*Task prompt*: Scale the rows from the line containing "of the curved" through the end of the rows, both ends included. Give only those lines again, requests included, with every coordinate in the answers multiplied by 0.65 and rounded to a whole number, halves rounding up.

*Input for this task*:
--------------------------------
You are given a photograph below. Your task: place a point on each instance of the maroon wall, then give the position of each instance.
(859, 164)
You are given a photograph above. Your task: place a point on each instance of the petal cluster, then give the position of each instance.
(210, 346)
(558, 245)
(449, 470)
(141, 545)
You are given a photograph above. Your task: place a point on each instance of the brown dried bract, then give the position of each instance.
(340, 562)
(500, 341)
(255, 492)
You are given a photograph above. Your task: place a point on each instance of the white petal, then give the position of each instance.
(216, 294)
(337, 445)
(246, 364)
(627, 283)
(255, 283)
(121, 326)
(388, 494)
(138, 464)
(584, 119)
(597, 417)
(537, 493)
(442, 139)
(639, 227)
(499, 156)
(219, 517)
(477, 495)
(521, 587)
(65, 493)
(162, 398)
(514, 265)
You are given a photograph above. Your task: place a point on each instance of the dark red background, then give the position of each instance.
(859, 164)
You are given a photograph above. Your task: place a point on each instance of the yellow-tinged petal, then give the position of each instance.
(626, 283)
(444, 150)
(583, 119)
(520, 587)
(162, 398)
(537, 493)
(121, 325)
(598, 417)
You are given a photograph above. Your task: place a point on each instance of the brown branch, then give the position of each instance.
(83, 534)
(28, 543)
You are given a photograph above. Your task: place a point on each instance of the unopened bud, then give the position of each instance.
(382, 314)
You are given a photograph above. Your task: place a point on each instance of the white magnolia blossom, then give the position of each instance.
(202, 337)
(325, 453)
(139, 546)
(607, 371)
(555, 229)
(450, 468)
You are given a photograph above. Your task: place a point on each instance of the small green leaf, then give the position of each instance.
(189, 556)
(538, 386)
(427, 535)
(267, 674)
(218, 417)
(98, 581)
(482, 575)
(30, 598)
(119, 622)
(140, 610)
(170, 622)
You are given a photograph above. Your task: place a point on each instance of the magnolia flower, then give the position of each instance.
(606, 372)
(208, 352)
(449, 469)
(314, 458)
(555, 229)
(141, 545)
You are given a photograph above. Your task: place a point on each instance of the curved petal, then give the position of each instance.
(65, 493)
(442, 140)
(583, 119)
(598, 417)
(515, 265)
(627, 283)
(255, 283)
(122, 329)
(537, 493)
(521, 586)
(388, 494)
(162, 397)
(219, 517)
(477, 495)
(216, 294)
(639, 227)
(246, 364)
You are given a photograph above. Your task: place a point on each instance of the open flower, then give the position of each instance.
--------------------------------
*Answer to the task*:
You are given a photograph above. Your task: place a point on each instance of the curved petal, then give the position of each instance.
(42, 320)
(287, 91)
(379, 77)
(389, 271)
(335, 172)
(408, 184)
(166, 184)
(79, 214)
(349, 320)
(339, 381)
(252, 321)
(105, 258)
(142, 336)
(310, 322)
(140, 191)
(415, 148)
(160, 237)
You are given a photograph above. Your task: place a point on each instance of the open flower, then give the position of each instance.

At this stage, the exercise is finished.